Individuel vs collectif : points d’intérêt au sujet du travail et de la formation, pour une performance globale, c’est-à-dire tenant compte de la qualité de vie au travail (QVT).
En matière de travail, la question du curseur entre individuel et collectif se pose à chaque instant, que ce soit au sujet du sens, de l’identité, de l’ambition, des objectifs, de la qualité, des échanges, de l’évaluation, de la gratification, du temps, etc.
D’un côté, l’individualisation est de plus en plus « personnalisée », spécifique
L’individu, de plus en plus en quête de sens, de connaissance de ses aspirations profondes, de spiritualité, se recentre volontiers sur lui-même, médite, y compris sur son lieu de travail.
Le modèle de consommation toujours croissante le fait réfléchir ? Qu’à cela ne tienne ! Le big data pense pour lui des recommandations d’avis ou d’achat sur mesure (quitte à majoritairement réduire les messages qui lui sont destinés, en mettant en avant ceux qui sont analogues à ceux déjà consultés).
Dans le domaine professionnel, les entreprises cherchent de plus en plus à recruter sur des qualités personnelles de savoir être et de parcours plus que sur un diplôme.
Les parcours de formation eux-mêmes, pour être attractifs et performants, se doivent d’être de plus en plus personnalisés. Programmes à la carte, tutorat, alternance, passerelles, Erasmus proposés par les étudiants eux-mêmes… les établissements d’enseignement supérieur / organismes de formation continue doivent faire preuve de créativité et, surtout, de flexibilité.
En termes de compétences, gages de performance et d’employabilité, cela pose déjà une question : comment identifier et évaluer des compétences, quand les cursus ne sont plus communs, connus ? L’évaluation est d’autant plus délicate que les compétences sont de plus en plus souvent mises en oeuvre en groupe.
Plus généralement, comment prendre en compte la variation interindividuelle, y compris en intégrant les situations de fragilité (handicap, retour de longue maladie, situation d’aidant familial…), afin de personnaliser les conditions de travail (poste de travail, temps de travail, télétravail…), tout en garantissant une “justice organisationnelle” ? Ces sujets ne figurent que trop rarement dans les formations managériales.

########

## Consigne à suivre
Prolongez le texte sur l'individuel et le collectif au travail en reprenant après sa dernière phrase.

[Lignes extraites d'un jeu de données]

########

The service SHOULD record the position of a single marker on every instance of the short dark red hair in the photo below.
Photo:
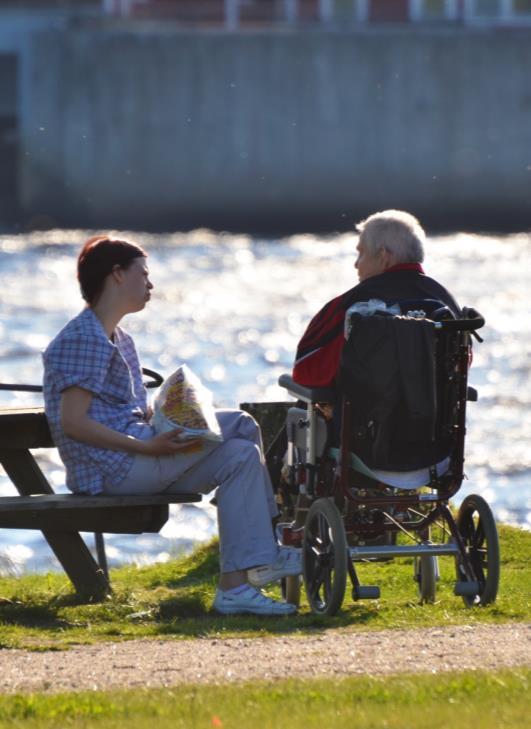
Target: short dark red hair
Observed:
(97, 259)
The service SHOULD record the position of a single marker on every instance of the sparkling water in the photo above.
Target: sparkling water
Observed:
(233, 307)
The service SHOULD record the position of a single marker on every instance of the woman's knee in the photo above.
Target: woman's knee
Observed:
(240, 449)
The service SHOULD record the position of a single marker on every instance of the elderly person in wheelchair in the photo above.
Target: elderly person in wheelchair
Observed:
(377, 447)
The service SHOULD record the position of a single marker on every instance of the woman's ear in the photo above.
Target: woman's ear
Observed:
(117, 273)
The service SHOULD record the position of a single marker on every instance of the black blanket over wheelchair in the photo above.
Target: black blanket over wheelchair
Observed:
(389, 375)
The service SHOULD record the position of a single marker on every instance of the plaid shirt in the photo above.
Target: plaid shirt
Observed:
(81, 355)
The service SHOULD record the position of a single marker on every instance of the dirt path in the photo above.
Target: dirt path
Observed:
(159, 663)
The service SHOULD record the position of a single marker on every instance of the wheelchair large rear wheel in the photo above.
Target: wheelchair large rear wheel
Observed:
(479, 533)
(324, 557)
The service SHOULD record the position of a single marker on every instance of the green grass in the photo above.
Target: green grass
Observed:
(41, 612)
(491, 701)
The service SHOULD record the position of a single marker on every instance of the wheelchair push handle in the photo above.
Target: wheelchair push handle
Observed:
(470, 321)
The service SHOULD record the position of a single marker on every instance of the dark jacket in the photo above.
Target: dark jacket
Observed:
(319, 350)
(388, 374)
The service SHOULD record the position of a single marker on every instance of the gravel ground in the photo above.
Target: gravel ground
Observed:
(344, 652)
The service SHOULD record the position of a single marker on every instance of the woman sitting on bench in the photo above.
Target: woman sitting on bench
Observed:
(96, 406)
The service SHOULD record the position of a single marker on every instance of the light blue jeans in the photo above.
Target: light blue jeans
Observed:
(244, 496)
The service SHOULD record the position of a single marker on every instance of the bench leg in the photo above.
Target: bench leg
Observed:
(69, 548)
(77, 561)
(100, 552)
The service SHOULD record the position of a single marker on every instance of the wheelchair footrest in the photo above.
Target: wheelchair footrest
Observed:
(466, 589)
(366, 592)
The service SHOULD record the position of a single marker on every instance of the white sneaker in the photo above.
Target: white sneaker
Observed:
(287, 564)
(250, 601)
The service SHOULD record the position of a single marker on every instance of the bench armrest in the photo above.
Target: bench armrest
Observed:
(307, 394)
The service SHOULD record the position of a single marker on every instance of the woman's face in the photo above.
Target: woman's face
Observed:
(136, 284)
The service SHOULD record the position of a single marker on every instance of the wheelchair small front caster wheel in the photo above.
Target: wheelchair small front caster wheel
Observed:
(291, 589)
(480, 536)
(324, 557)
(425, 568)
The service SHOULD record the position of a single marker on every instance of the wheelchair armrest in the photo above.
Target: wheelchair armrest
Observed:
(308, 394)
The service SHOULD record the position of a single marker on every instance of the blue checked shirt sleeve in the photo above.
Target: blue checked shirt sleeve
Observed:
(79, 362)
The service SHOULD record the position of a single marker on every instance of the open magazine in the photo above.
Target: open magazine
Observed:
(184, 402)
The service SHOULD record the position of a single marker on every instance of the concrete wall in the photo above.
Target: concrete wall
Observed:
(277, 130)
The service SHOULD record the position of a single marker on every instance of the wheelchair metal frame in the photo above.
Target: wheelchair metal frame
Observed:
(333, 518)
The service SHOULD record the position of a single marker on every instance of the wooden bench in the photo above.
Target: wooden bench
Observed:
(61, 517)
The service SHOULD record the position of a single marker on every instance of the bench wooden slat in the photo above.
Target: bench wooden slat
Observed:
(24, 428)
(73, 502)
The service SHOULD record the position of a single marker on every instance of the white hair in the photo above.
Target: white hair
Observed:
(395, 231)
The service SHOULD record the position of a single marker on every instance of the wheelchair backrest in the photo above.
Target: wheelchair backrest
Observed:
(406, 380)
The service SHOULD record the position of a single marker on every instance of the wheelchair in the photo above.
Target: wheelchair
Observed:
(338, 508)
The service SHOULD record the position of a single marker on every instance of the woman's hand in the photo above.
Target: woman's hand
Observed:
(77, 424)
(169, 444)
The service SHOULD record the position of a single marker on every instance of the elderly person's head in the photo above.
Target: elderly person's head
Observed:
(387, 239)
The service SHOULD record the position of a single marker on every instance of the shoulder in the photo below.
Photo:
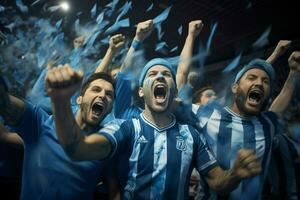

########

## Réponse attendue
Dans le même temps, l’individu se fond dans le groupe
La lettre manuscrite à un ami est devenue un court message à toute une communauté sur un réseau social numérique. L’économie collaborative – dont l’économie sociale et solidaire mais pas seulement – se développe. De nouvelles formes de solidarité – en dehors de celles qui était auparavant liées à la famille, aux systèmes mutualistes ou aux organisations syndicales – apparaissent, liées au numérique ou non (communautés “oasis”, où cohabitent différentes générations, par exemple) ; bref, le périmètre s’élargit souvent.
L’organisation du travail, bien qu’individualisant des tâches pour les rationaliser, privilégie de plus en plus les modes “projet”, transverses, et l’intelligence collective. Dans ce cas, le/la manager n’est plus un individu mis en lumière et prescrivant des tâches à d’autres individus, mais le/la facilitateur/trice d’un groupe, s’effaçant pour libérer les énergies d’une équipe alors responsabilisée par le principe de subsidiarité.
De plus en plus, les objectifs au travail sont plus collectifs qu’individuels ; dans un tel cadre, l’évaluation du travail d’une personne dépend du résultat obtenu globalement par l’équipe. C’est aussi un groupe, qui va donner son avis au sujet d’un individu, via une évaluation “à 360°”. La “valeur de l’individu” se mesure également à l’influence qu’il a sur des groupes, via l’animation de communautés professionnelles – numériques ou autres réseaux-, par la participation à des groupes de co-développement, etc.
Cette transformation est énorme et signifie aussi pour la formation de gros changements de paradigme : il s’agit notamment de
- refondre les modalités pédagogiques pour donner encore plus de place aux apprentissages par projet,
- gérer le passage de la compétition entre étudiants/stagiaires à une collaboration décloisonnée et fluide,
- remplacer les standards du management par des formations intégrant toutes les composantes (pour la plupart liées à l’organisation, au fonctionnement des équipes) de la QVT
- et former à l’utilisation voire à la création des outils collaboratifs numériques (tout en anticipant la fracture numérique ainsi que les questions intergénérationnelles).
Il faut bien dire que, du côté des entreprises comme dans les contenus des formations, c’est surtout l’aspect individuel de la santé au travail qui est le plus présent (salle de sport, formation à la gestion du temps et du stress, etc.). Il est vrai que ces sujets sont plus faciles à prendre en compte (une vitrine ?) que les questions sociales, organisationnelles, de la QVT.
Les enseignants/formateurs chargés de cette révolution sont-ils tous experts des modes collectifs de travail ? En font-ils régulièrement l’expérience ?
En tout cas, les jeunes étudiants, socialement très éveillés (notamment grâce aux outils numériques qu’ils ont en main depuis toujours), trouvent dans leurs associations, via les évènements qu’ils organisent, un excellent terrain d’apprentissage de la responsabilité collective et des régulations nécessaires.
Où en est l’indispensable dialogue ?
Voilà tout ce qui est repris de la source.